Work request: From the data below, retype exactly the lines starting with the one that contains "230, row 157." and ending with the one that contains "265, row 52.", both included.

Data extracts:

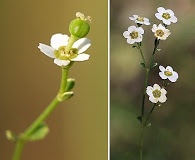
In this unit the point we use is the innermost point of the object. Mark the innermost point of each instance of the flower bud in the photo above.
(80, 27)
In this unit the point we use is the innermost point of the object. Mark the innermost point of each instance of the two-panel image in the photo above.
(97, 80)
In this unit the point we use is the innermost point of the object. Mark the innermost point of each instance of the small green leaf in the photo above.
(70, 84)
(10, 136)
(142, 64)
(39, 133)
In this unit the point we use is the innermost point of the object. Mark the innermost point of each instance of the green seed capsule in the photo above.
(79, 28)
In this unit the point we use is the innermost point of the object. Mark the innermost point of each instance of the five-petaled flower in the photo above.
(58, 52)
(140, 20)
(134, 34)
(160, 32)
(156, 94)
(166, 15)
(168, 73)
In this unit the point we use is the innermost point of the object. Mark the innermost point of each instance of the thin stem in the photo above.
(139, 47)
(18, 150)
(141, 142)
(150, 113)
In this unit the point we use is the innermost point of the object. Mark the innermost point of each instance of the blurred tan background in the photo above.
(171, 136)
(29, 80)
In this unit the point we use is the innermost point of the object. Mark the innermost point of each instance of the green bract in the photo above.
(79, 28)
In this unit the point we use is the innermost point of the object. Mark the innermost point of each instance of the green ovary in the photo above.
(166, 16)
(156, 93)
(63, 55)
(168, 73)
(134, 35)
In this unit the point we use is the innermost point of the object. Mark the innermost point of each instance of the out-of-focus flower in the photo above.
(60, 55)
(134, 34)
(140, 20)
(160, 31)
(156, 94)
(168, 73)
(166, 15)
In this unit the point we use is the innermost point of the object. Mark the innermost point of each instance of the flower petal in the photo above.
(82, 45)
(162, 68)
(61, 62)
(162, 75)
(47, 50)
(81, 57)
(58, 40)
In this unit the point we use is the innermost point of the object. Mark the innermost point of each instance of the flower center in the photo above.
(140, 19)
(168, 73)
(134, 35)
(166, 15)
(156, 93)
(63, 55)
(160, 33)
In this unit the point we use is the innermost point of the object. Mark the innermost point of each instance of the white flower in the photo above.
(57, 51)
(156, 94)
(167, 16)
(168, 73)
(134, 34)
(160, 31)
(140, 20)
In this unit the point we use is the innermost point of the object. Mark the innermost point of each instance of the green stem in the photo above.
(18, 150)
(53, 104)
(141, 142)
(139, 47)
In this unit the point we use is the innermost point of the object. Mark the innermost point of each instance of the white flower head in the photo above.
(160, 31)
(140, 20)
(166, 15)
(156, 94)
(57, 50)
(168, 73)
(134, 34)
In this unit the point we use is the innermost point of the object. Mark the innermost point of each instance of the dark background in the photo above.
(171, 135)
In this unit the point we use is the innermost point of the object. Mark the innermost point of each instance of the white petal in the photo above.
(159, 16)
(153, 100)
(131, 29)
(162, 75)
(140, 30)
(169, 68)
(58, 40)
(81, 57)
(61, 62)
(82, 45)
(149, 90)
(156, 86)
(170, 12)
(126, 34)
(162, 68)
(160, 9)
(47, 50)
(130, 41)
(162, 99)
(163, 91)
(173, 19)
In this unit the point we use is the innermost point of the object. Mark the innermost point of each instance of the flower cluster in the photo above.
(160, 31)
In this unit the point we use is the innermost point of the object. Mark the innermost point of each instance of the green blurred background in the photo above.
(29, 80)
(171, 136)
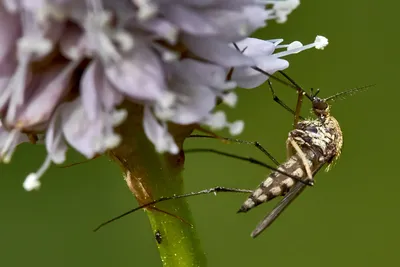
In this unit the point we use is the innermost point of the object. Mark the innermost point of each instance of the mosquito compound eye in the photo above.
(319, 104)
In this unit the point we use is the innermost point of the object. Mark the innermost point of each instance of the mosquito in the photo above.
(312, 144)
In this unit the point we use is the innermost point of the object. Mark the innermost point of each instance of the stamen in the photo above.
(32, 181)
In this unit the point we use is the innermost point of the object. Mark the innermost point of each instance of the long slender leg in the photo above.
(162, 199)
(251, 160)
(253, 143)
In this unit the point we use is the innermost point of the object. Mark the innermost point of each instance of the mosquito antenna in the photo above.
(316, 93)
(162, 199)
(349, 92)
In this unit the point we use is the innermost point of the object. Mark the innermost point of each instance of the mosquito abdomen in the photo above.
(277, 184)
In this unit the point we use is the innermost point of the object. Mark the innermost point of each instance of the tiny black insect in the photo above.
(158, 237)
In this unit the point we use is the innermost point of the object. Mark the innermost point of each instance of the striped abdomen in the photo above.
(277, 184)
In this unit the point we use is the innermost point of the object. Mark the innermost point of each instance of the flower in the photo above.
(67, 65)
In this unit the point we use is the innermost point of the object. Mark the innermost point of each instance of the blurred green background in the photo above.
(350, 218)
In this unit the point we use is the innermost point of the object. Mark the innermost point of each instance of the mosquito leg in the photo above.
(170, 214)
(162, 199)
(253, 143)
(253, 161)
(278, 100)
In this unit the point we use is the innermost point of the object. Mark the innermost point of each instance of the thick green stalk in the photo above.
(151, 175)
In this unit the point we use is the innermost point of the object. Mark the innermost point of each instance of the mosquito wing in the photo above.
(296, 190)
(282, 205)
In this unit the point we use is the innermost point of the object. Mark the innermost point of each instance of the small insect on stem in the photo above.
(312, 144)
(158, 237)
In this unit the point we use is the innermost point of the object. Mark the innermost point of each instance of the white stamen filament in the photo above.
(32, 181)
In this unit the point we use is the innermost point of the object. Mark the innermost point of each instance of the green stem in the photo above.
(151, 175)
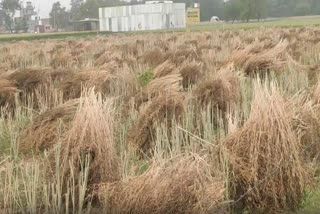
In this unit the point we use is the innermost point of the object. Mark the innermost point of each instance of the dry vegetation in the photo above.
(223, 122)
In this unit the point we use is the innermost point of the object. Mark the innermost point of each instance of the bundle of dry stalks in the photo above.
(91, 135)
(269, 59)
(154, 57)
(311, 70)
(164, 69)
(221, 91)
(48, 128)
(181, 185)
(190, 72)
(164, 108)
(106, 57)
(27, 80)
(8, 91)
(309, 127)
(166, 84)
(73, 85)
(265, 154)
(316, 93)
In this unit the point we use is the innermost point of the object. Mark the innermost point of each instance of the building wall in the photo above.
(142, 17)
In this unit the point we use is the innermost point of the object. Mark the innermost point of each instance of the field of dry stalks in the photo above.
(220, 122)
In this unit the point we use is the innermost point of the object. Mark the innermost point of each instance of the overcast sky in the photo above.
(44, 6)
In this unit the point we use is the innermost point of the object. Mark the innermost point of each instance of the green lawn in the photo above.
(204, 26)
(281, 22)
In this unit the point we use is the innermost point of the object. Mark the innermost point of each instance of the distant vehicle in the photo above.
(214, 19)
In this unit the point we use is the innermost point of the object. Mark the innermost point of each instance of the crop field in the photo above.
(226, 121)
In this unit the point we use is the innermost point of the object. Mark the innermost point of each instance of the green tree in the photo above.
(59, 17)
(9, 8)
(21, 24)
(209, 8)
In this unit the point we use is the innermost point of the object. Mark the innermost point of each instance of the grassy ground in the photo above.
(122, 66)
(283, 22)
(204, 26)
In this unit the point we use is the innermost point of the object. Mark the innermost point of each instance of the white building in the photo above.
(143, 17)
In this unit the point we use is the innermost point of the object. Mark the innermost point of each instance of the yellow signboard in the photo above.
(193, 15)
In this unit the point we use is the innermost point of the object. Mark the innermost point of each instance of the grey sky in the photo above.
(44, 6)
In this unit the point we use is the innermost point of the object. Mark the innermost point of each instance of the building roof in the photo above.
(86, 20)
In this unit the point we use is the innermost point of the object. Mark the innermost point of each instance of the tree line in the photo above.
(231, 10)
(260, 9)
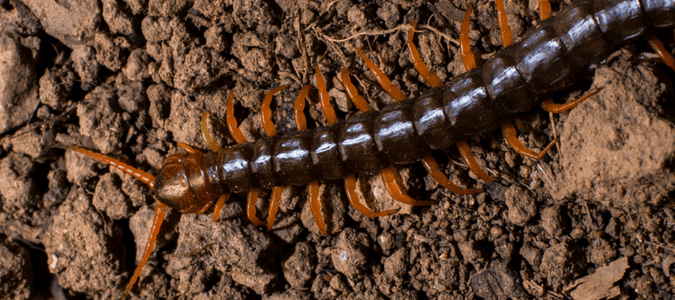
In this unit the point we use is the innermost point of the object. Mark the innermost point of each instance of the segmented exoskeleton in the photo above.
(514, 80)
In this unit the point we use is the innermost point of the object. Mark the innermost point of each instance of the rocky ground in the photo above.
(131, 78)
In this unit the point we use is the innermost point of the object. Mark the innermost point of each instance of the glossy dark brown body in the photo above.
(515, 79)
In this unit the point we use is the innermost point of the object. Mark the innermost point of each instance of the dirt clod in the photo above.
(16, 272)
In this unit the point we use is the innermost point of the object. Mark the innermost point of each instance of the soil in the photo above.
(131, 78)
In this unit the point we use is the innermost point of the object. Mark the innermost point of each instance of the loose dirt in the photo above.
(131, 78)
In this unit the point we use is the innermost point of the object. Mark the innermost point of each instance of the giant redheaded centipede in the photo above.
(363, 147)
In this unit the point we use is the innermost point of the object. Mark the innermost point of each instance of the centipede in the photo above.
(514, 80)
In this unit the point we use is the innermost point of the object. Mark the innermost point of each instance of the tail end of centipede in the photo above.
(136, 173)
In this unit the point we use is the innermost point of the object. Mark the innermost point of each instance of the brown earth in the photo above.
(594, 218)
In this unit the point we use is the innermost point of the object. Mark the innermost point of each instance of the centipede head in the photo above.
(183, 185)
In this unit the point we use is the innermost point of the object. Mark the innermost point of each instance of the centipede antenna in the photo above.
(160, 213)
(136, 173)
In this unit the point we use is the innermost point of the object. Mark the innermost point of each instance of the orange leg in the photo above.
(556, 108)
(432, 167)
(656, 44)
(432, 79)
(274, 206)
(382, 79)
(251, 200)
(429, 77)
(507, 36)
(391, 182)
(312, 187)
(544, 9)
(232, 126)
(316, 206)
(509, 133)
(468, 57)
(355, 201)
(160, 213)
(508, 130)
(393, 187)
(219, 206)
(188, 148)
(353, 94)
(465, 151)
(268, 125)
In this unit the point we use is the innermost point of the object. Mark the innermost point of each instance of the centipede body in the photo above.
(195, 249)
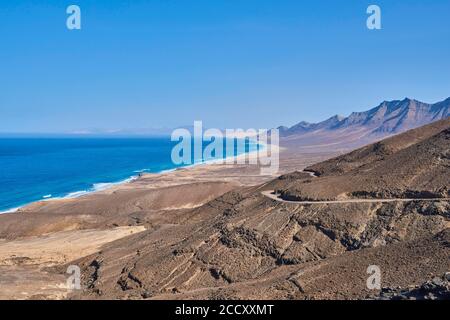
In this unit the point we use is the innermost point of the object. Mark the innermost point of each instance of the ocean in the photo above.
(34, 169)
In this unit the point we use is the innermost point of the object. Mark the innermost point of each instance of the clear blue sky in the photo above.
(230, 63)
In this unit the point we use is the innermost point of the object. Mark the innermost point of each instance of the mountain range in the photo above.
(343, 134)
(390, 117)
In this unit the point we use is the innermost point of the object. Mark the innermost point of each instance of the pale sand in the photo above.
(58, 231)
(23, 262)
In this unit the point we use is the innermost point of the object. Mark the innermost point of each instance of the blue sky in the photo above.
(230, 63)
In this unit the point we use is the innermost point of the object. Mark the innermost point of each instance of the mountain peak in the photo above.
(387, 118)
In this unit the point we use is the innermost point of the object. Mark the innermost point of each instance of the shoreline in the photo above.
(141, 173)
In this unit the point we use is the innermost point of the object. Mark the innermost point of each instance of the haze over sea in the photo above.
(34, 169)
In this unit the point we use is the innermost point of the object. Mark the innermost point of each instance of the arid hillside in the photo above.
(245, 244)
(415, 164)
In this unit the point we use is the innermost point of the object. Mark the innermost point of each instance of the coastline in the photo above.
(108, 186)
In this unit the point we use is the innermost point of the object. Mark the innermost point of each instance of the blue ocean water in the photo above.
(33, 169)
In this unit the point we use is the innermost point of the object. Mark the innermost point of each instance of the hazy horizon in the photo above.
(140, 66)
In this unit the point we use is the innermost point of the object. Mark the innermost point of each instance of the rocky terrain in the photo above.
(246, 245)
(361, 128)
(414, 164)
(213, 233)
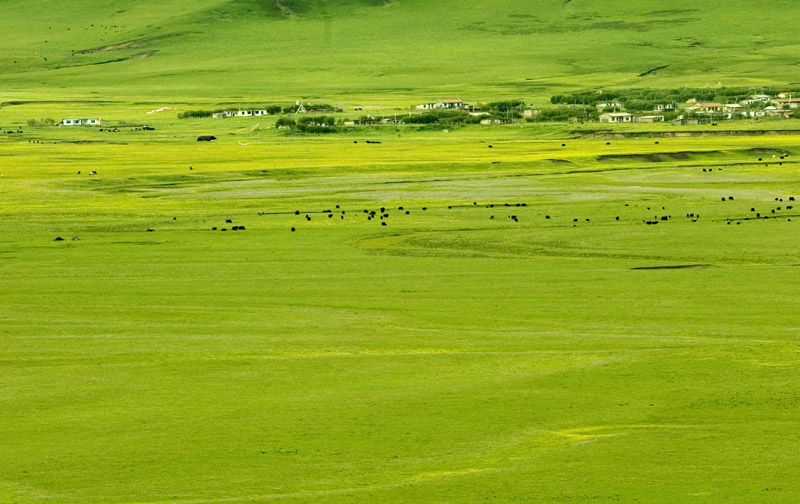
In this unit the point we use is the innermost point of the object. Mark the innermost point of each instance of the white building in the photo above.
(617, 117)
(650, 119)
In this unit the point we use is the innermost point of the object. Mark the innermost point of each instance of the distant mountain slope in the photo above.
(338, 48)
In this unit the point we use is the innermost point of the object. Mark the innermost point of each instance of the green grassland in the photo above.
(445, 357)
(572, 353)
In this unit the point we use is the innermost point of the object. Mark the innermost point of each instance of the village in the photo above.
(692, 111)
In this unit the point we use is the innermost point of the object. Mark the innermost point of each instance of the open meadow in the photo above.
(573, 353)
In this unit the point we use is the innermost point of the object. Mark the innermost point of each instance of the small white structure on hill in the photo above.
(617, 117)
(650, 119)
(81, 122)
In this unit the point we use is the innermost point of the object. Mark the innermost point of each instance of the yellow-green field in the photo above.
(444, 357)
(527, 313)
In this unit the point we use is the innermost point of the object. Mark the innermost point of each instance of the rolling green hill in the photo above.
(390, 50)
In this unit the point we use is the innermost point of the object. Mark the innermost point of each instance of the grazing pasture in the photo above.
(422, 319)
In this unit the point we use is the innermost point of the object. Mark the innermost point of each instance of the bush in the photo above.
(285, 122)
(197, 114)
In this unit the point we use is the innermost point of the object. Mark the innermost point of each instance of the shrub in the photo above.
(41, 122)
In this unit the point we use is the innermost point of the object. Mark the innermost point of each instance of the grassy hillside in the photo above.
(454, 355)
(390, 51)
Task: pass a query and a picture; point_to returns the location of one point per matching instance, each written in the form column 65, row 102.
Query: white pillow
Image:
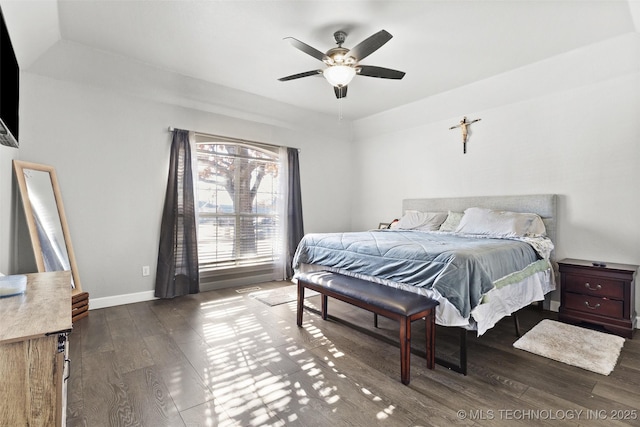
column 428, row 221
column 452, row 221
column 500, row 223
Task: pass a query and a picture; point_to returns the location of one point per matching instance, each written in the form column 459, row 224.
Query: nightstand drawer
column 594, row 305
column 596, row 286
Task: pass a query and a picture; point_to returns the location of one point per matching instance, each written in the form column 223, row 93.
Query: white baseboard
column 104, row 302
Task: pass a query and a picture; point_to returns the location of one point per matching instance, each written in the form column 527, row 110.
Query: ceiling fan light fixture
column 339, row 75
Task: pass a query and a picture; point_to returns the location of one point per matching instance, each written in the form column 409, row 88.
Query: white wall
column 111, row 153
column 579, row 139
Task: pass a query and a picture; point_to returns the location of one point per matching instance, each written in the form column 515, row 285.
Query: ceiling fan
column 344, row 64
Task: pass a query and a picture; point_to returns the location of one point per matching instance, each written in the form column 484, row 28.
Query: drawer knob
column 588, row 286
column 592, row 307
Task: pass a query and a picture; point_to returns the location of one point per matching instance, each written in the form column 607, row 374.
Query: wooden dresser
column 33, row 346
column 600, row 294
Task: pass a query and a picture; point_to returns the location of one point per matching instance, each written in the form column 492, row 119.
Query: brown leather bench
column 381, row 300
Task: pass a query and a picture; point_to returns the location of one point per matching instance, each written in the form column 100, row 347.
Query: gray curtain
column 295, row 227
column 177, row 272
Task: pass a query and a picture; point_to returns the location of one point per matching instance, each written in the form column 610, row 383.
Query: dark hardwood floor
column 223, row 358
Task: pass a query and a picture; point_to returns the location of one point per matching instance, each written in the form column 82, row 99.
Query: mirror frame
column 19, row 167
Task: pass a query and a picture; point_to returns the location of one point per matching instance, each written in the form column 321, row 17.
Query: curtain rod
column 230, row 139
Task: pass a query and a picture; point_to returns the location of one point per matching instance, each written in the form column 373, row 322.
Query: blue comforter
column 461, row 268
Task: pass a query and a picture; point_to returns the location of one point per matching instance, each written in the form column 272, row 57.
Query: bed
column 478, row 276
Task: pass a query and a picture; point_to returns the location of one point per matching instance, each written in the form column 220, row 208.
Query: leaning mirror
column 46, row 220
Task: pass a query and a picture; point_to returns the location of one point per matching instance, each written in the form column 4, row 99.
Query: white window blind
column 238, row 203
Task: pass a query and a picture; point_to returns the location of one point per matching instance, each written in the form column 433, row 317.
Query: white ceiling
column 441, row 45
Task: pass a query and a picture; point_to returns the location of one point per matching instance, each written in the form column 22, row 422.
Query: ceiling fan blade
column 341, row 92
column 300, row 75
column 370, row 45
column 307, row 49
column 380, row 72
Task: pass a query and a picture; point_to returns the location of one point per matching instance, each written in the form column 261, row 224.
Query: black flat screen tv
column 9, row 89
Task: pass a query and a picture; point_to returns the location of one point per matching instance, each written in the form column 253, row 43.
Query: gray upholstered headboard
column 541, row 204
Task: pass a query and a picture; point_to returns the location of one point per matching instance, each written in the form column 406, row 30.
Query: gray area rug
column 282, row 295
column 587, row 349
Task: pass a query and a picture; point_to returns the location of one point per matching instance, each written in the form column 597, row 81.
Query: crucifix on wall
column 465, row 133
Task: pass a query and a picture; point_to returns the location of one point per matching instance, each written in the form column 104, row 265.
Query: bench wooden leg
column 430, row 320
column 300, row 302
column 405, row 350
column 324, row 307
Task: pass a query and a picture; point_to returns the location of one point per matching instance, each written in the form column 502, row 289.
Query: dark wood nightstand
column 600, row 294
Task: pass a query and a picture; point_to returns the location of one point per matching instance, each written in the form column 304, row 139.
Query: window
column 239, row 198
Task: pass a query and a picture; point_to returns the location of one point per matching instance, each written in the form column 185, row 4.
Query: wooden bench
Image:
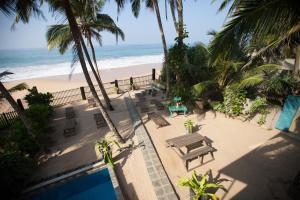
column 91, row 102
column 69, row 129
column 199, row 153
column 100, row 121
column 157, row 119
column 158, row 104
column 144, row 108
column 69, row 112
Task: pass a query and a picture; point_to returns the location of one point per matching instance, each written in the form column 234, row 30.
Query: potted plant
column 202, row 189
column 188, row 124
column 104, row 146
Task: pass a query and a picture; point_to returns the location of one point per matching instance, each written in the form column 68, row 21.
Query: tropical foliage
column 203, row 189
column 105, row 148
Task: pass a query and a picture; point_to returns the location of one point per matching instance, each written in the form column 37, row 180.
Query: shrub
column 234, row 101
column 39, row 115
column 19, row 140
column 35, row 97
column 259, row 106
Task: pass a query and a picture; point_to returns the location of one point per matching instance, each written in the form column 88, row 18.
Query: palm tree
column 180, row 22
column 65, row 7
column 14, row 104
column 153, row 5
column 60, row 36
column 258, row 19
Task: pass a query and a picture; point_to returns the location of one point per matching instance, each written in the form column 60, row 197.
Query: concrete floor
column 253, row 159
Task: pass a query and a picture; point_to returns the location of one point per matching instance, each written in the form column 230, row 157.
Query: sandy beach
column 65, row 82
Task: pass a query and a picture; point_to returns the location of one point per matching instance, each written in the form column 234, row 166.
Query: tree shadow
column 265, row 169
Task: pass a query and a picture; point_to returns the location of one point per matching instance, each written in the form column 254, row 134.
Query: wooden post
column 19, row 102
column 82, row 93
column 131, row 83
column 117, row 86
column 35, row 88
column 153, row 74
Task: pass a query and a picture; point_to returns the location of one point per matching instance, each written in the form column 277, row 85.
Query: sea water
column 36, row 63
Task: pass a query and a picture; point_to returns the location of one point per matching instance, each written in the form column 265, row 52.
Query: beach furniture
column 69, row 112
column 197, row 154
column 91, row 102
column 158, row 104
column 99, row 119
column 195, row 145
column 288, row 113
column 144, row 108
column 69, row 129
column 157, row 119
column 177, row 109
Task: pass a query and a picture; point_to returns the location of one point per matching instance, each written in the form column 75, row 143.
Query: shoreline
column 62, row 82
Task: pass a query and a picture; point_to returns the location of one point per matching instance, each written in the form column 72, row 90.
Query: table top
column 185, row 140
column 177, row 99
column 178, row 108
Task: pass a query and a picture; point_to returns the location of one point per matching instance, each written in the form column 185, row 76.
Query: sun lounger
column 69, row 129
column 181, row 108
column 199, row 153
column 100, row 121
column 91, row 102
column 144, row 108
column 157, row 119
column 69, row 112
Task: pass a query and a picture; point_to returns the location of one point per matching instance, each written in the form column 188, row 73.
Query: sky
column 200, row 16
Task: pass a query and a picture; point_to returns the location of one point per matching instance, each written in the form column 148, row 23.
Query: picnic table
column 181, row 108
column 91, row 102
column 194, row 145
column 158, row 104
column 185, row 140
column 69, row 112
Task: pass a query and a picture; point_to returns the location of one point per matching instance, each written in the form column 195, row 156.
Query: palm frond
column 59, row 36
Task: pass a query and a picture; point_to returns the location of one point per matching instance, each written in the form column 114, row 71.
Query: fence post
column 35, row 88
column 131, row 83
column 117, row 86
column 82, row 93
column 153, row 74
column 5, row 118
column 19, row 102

Solved exercise:
Task: pass a query and a picture; point_to returns the location of one point per matching instance, each written in the form column 230, row 157.
Query: sandy beach
column 65, row 82
Task: pass a query and a picture; point_to returns the location of one point per matching instance, each written in the form column 234, row 166.
Query: tree shadow
column 265, row 169
Task: pass a query and a picture; point_to returns the location of one point per matching instance, each written in the form column 254, row 134.
Query: wooden post
column 19, row 102
column 82, row 93
column 131, row 83
column 117, row 86
column 35, row 88
column 153, row 74
Task: pass a query and a picture; point_to returns the location of one point per matching instance, each written in the form column 277, row 85.
Query: sea water
column 36, row 63
Task: pass a query and a picture; point_to returns the location of one point per matching instance, each written in the form column 265, row 52.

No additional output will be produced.